Extracted records:
** Begin **

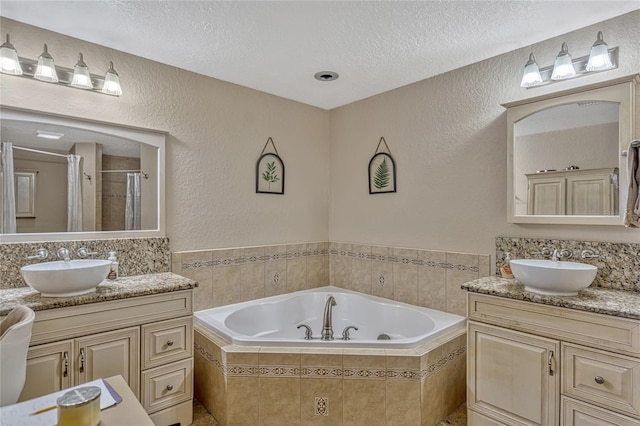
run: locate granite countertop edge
[0,272,198,316]
[462,276,640,320]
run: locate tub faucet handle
[296,324,313,340]
[342,325,358,340]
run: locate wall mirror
[503,75,638,225]
[0,106,166,242]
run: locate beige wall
[329,11,640,254]
[0,12,640,254]
[0,18,329,250]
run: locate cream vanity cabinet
[526,168,618,216]
[467,293,640,426]
[20,290,193,425]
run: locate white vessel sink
[511,259,598,296]
[20,259,111,297]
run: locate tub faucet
[320,296,336,340]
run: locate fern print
[373,158,390,189]
[262,161,280,189]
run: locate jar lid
[56,386,101,407]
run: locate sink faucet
[320,296,336,340]
[58,247,71,262]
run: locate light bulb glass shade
[0,34,22,75]
[102,62,122,96]
[33,44,58,83]
[587,31,613,71]
[71,53,93,89]
[520,53,542,87]
[551,43,576,80]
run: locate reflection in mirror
[504,78,640,225]
[513,101,620,216]
[0,107,164,241]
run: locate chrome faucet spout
[320,296,336,340]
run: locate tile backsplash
[495,237,640,291]
[0,237,171,289]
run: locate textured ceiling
[0,0,640,109]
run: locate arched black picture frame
[369,138,396,194]
[256,138,284,194]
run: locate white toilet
[0,306,36,407]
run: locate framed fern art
[256,138,284,194]
[369,137,396,194]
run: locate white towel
[624,139,640,228]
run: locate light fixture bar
[13,57,114,96]
[527,47,618,89]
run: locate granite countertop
[0,272,198,316]
[462,277,640,320]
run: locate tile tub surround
[329,242,490,316]
[495,237,640,292]
[171,242,329,311]
[0,237,171,289]
[462,277,640,320]
[0,272,198,316]
[195,326,466,426]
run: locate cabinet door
[18,340,73,401]
[467,322,560,426]
[75,327,140,397]
[527,177,566,215]
[567,173,615,216]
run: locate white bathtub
[194,287,466,348]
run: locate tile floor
[191,399,467,426]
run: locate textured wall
[0,18,329,250]
[329,12,640,254]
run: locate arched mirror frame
[503,74,640,225]
[0,105,167,243]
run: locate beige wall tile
[385,381,422,426]
[286,244,307,292]
[418,250,447,311]
[342,380,386,426]
[259,376,300,426]
[350,244,372,294]
[226,376,260,426]
[300,378,343,426]
[240,247,265,302]
[264,245,287,296]
[393,248,418,305]
[371,246,393,299]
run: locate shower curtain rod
[100,170,149,179]
[12,145,69,158]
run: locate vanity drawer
[562,343,640,418]
[142,358,193,413]
[560,396,638,426]
[142,316,193,370]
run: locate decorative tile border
[195,342,467,382]
[182,246,329,270]
[496,237,640,292]
[329,248,479,273]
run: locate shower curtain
[124,173,141,231]
[0,142,16,234]
[67,155,82,232]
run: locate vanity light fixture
[0,34,122,96]
[551,43,576,80]
[0,34,22,75]
[587,31,613,71]
[520,31,618,89]
[33,43,58,83]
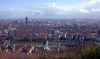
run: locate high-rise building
[25,17,28,24]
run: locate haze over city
[0,0,100,19]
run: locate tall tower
[25,17,28,24]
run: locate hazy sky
[0,0,100,19]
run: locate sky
[0,0,100,19]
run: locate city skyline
[0,0,100,19]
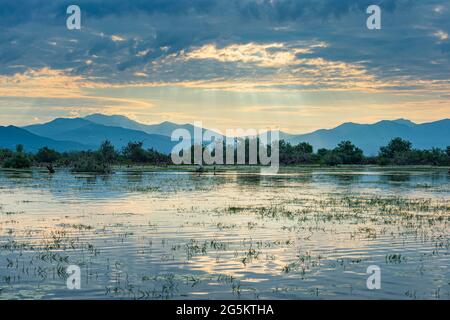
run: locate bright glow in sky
[0,0,450,133]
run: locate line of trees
[0,138,450,173]
[0,141,171,173]
[280,138,450,166]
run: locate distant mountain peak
[392,118,417,127]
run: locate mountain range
[0,114,450,155]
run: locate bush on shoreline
[0,138,450,174]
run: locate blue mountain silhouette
[0,126,90,152]
[0,114,450,155]
[24,118,175,153]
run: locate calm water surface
[0,168,450,299]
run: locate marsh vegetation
[0,167,450,299]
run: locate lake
[0,167,450,299]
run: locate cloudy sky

** End **

__PROBLEM STATEMENT__.
Copy all of the data above word for word, leaving the pictures out of your copy.

__WRITTEN ANSWER__.
run: locate granite countertop edge
[0,272,198,316]
[462,276,640,320]
run: locate tub faucet handle
[296,324,313,340]
[342,325,358,340]
run: locate wall mirror
[503,75,638,225]
[0,106,166,242]
run: locate beige wall
[329,11,640,254]
[0,12,640,254]
[0,18,329,250]
run: locate cream vanity cabinet
[526,168,618,216]
[467,293,640,426]
[20,290,193,425]
run: locate white vessel sink
[511,259,598,296]
[20,259,111,297]
run: locate tub faucet
[320,296,336,340]
run: locate fern print
[373,158,390,189]
[262,161,280,189]
run: locate jar lid
[56,386,101,407]
run: locate sink faucet
[320,296,336,340]
[58,247,71,262]
run: locate light bulb glass shade
[0,34,22,75]
[102,62,122,96]
[33,44,58,83]
[587,31,613,71]
[71,53,93,89]
[520,53,542,87]
[551,43,576,80]
run: locate reflection in mirror
[504,78,640,225]
[513,101,620,216]
[0,107,164,241]
run: locate chrome faucet spout
[320,296,336,340]
run: locate tile backsplash
[495,237,640,291]
[0,237,171,289]
run: locate textured ceiling
[0,0,640,109]
run: locate arched black picture frame
[369,138,396,194]
[256,138,284,194]
run: locate white toilet
[0,306,36,407]
run: locate framed fern art
[256,138,284,194]
[369,137,396,194]
run: locate white towel
[624,139,640,228]
run: locate light fixture bar
[13,57,114,96]
[527,47,618,89]
run: locate granite countertop
[0,272,198,316]
[462,277,640,320]
run: locate tile tub surround
[329,242,490,316]
[495,237,640,292]
[171,242,329,311]
[0,237,171,289]
[462,277,640,320]
[0,272,198,316]
[195,326,466,426]
run: locate cabinet door
[18,340,73,401]
[467,322,560,426]
[75,327,140,397]
[527,177,566,215]
[567,173,615,216]
run: locate white bathtub
[194,287,466,348]
run: locate tile floor
[191,399,467,426]
run: locate textured wall
[0,18,329,250]
[329,12,640,254]
run: locate arched mirror frame
[503,74,640,225]
[0,105,167,243]
run: locate beige wall tile
[385,381,422,426]
[286,244,307,292]
[418,250,447,311]
[342,380,386,426]
[259,376,300,426]
[350,244,372,294]
[226,376,260,426]
[300,378,343,426]
[240,247,265,302]
[264,245,287,296]
[393,248,418,305]
[371,246,393,299]
run: locate shower curtain rod
[100,170,149,179]
[12,145,69,158]
run: locate vanity drawer
[562,343,640,418]
[142,358,193,413]
[560,396,638,426]
[142,316,193,370]
run: locate decorative tile border
[195,342,467,382]
[182,246,329,270]
[496,237,640,292]
[329,248,479,273]
run: locate shower curtain
[124,173,141,231]
[0,142,16,234]
[67,155,82,232]
run: locate vanity light fixture
[0,34,122,96]
[551,43,576,80]
[0,34,22,75]
[587,31,613,71]
[520,31,618,89]
[33,43,58,83]
run: locate high-rise building
[25,17,28,24]
run: locate haze over city
[0,0,100,19]
run: locate tall tower
[25,17,28,24]
run: locate hazy sky
[0,0,100,19]
run: locate sky
[0,0,100,19]
run: locate city skyline
[0,0,100,19]
run: locate bright glow in sky
[0,0,450,133]
run: locate line of trees
[0,138,450,173]
[0,141,171,173]
[280,138,450,166]
run: locate distant mountain peak
[392,118,417,127]
run: locate mountain range
[0,114,450,155]
run: locate bush on shoreline
[0,138,450,174]
run: locate blue mountain silhouette
[0,126,90,152]
[0,114,450,155]
[24,118,175,153]
run: locate calm water surface
[0,168,450,299]
run: locate marsh vegetation
[0,167,450,299]
run: locate lake
[0,167,450,299]
run: locate cloudy sky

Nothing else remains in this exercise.